**SET EXERCISE A:**
List every line in the records below that contains the string "lake", matching case exactly.

**EXTRACT TO READ:**
↓↓↓

The bad weather the country has been having will always get people needing diy products,therefore Wix should benefit.
There might be. Obviously depends on how they see best interest, and their visibility on forward cash.
Whatever happens, there’s good opportunity for capital growth alongside returns. I believe.
Culpepper my first buy was £1.55 but brought 4 times as many at £1.29 so into the blue. You know I'm really bullish on this one.
Cash position at 31st Dec will be interesting. I think there could be a case for a special.
Even without it with inflation at 3.9% and falling the yield looks good.
I'm holding
It’s a slow process, but that’s alright. Geared only at increasing eps. More shares cancelled, more earnings for each of those remaining.
As per RNS.
We had conversation about that earlier on this page. I can’t add to that.
They are making enough to invest in the future, tech, new and upgraded stores, as well as making returns to shareholders through normal dividend. And now additional returns.
I see that continuing. And I guess by future buy-back programmes, having satisfied dividend.
Shares will prove to be cheap as economy improves. Buying them back now is efficient and effective.
How long do management allow share buybacks to continue.
Https://www.moreaboutadvertising.com/2023/12/st-lukes-wins-diy-and-kitchens-retailer-wickes/
And they’ll benefit from the divi too, with greater ongoing yield having bought low, and returns to shareholders being slowly helped by buy-back. Assuming we all don’t go to hell in a handcart, no DIY and building work required, dwhich hasn’t so far proved to be the case.
I think the blurb indicates they’re thinking longer term UK equity. Buying in anticipation of reversal whilst prices are depressed.
One has to remember that Wickes is principally a retailer which means that if they are carefully watching their margins, they will be adding to their cash balance day after day. They do have some borrowings but it looks as though they are steadily reducing that as well as doing the buy backs. With good management this business will look a whole lot healthier in another 2 - 3 years IMO, which could be the reason for Chelverton's interest.

↑↑↑

**INPUT RECORDS:**

↓↓↓

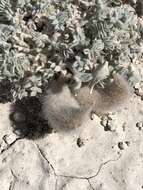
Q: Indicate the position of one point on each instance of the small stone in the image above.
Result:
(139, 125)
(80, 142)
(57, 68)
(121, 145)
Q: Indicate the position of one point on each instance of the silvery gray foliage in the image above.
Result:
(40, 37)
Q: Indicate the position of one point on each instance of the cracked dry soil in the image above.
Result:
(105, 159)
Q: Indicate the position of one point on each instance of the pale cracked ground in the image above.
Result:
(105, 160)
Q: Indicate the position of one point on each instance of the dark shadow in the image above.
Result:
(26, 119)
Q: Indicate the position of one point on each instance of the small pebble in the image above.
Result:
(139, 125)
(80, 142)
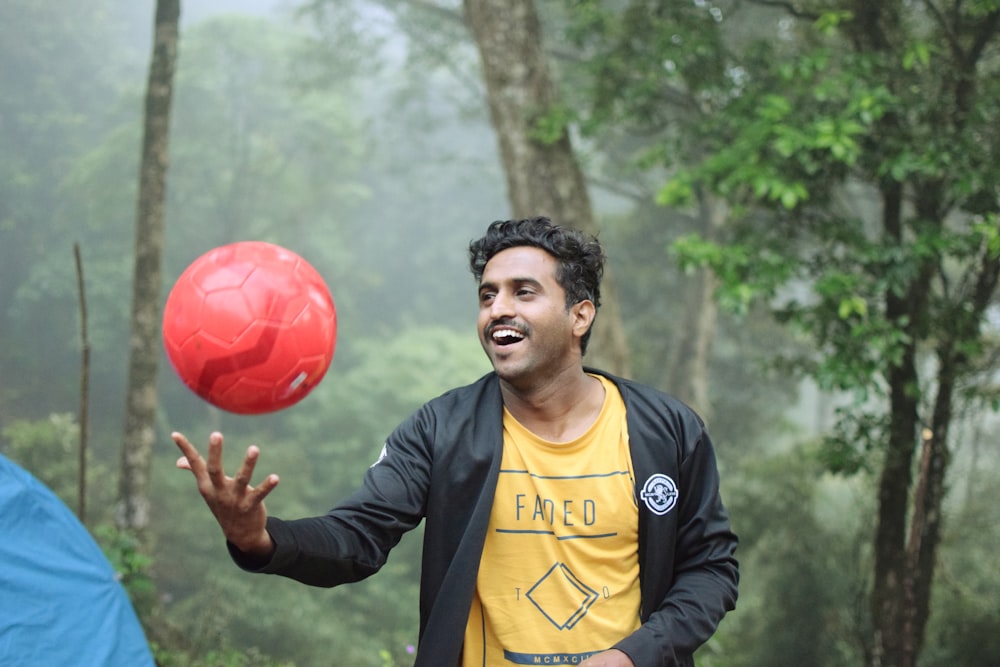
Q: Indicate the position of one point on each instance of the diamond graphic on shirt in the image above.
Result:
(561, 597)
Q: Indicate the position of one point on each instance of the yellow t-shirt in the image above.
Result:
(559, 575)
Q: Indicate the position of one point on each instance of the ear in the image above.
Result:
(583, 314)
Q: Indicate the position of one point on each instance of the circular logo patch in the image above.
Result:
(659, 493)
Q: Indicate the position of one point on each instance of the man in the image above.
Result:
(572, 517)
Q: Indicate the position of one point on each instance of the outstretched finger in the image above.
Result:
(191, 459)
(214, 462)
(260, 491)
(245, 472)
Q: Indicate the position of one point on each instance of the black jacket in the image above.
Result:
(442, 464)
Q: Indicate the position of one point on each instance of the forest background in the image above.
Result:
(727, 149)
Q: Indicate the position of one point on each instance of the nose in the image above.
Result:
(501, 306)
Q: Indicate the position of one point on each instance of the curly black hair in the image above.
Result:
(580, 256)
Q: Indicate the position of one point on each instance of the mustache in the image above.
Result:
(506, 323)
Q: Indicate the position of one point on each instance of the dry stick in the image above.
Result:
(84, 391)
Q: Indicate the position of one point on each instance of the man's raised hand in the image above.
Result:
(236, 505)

↑↑↑
↓↓↓

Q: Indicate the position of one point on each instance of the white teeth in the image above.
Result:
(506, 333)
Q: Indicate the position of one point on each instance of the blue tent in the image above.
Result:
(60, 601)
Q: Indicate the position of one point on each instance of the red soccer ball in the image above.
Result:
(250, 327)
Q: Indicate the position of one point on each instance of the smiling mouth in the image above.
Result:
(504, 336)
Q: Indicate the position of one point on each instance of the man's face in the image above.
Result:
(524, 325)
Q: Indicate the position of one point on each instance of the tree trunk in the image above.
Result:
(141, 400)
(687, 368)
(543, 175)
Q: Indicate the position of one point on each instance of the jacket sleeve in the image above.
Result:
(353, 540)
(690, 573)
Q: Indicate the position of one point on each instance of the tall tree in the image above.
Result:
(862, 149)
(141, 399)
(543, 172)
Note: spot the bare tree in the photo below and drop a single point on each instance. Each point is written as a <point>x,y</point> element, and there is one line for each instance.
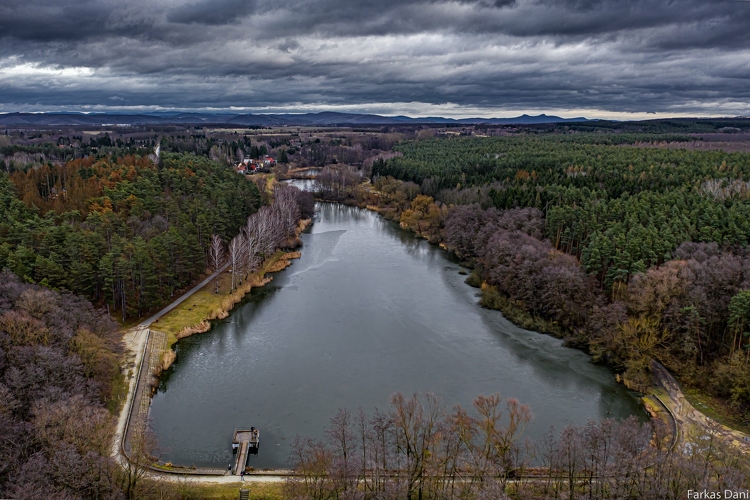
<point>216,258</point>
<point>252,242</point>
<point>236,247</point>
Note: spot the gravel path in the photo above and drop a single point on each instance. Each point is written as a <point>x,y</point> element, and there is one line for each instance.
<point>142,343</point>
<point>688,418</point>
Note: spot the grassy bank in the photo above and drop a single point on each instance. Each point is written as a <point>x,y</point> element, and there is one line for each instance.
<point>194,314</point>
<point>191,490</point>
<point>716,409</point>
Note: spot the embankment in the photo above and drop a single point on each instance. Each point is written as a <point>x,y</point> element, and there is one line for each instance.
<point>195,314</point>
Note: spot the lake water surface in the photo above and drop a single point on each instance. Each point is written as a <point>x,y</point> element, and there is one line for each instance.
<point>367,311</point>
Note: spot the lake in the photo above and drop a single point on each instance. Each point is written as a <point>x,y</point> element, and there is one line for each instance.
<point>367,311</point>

↑↑↑

**SET EXERCISE B:**
Copy the passage from the investor discussion about Wickes above, starting at the words "The bad weather" and ending at the words "of those remaining.".

**EXERCISE RESULT A:**
Note: spot the lake water surface in the photo above and drop a single point on each instance. Each point is written as a <point>x,y</point> element, and there is one line for each instance.
Note: spot the lake in the photo above and drop a single point on each instance. Each point is written as a <point>x,y</point> element, and there is one line for each instance.

**EXERCISE RESULT B:**
The bad weather the country has been having will always get people needing diy products,therefore Wix should benefit.
There might be. Obviously depends on how they see best interest, and their visibility on forward cash.
Whatever happens, there’s good opportunity for capital growth alongside returns. I believe.
Culpepper my first buy was £1.55 but brought 4 times as many at £1.29 so into the blue. You know I'm really bullish on this one.
Cash position at 31st Dec will be interesting. I think there could be a case for a special.
Even without it with inflation at 3.9% and falling the yield looks good.
I'm holding
It’s a slow process, but that’s alright. Geared only at increasing eps. More shares cancelled, more earnings for each of those remaining.